§ Goal of the exercise: In the stretch from the line containing "log</item>, it would be much appreciated." through the end of the listing, swap "one instance per line" for "one instance per row" and write those lines out again with nothing else altered.

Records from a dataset
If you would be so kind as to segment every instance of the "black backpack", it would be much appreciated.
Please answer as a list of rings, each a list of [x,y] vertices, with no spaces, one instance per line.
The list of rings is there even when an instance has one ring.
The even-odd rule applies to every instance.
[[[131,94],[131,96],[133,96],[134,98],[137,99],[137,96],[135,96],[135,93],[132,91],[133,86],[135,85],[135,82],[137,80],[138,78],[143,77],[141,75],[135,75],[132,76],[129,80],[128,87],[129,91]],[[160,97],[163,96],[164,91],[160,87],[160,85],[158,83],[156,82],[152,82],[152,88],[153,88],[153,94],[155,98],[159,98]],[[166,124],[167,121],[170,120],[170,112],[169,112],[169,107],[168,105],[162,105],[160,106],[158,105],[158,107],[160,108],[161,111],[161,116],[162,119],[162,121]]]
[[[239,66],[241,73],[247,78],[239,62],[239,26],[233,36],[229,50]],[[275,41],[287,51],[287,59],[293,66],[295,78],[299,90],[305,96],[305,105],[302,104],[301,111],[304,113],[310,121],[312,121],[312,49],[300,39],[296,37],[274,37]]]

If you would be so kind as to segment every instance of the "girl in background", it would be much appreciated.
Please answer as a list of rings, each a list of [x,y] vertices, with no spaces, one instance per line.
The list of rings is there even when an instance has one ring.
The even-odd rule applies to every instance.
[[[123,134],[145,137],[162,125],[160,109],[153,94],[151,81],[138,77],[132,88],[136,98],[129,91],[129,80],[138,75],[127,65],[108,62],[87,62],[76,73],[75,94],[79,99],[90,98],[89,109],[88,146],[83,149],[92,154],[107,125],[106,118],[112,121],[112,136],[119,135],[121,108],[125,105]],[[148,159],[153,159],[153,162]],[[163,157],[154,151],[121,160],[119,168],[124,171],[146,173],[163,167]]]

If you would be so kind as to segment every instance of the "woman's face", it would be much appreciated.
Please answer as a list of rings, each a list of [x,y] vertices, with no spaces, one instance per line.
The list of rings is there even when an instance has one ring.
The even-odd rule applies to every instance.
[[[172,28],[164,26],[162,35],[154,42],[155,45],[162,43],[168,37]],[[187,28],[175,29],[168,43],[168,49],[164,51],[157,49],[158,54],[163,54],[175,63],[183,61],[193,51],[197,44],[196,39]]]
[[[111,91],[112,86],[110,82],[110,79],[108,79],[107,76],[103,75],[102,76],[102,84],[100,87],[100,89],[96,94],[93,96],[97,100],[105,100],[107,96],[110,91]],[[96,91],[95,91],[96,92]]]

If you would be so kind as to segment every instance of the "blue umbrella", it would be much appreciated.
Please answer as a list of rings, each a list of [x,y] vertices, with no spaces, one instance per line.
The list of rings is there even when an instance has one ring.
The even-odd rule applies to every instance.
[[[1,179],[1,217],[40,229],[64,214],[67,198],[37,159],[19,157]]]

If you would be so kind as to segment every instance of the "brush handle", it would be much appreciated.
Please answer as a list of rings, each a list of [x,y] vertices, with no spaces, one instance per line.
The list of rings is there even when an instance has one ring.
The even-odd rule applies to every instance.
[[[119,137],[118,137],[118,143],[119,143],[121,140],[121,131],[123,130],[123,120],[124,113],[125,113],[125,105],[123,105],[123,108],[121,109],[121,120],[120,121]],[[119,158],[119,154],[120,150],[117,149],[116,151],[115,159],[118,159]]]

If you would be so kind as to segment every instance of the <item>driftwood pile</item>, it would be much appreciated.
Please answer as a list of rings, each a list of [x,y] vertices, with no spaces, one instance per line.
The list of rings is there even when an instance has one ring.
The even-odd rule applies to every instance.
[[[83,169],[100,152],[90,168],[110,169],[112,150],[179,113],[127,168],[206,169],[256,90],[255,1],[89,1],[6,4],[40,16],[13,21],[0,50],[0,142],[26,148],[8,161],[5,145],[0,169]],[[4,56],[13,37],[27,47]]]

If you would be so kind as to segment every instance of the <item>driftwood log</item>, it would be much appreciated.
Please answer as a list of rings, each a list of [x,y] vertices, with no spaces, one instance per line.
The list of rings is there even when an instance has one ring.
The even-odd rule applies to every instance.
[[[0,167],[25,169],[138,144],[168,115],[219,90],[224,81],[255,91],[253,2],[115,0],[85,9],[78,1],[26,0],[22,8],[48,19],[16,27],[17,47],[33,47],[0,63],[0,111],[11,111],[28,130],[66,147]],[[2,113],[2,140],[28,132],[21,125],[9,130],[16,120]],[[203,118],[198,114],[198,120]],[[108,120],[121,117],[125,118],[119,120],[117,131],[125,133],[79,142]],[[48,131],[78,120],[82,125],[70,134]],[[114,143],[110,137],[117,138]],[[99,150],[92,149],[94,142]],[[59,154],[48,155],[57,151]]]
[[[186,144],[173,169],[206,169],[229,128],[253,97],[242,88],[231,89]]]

§ Expected answer:
If you would be so kind as to segment every instance of the <item>driftwood log</item>, it would be much appreciated.
Please answer as a list of rings, each a list of [x,y] vertices, with no spaces, one instance per row.
The list of rings is there even when an instance has one ring.
The even-odd rule applies to every instance.
[[[0,167],[25,169],[138,144],[168,115],[219,90],[224,81],[255,91],[253,2],[115,0],[85,9],[78,1],[26,0],[22,8],[48,19],[16,27],[17,47],[33,47],[0,63],[0,111],[11,111],[28,130],[66,147]],[[2,113],[2,140],[28,132],[21,125],[9,130],[16,120]],[[203,118],[198,114],[198,120]],[[108,120],[121,117],[125,118],[119,120],[117,131],[125,133],[79,142]],[[48,131],[78,120],[82,125],[70,134]],[[114,143],[110,137],[117,138]],[[99,150],[92,149],[94,142]],[[59,154],[48,155],[57,151]]]
[[[186,144],[173,169],[206,169],[229,128],[253,97],[242,88],[231,89]]]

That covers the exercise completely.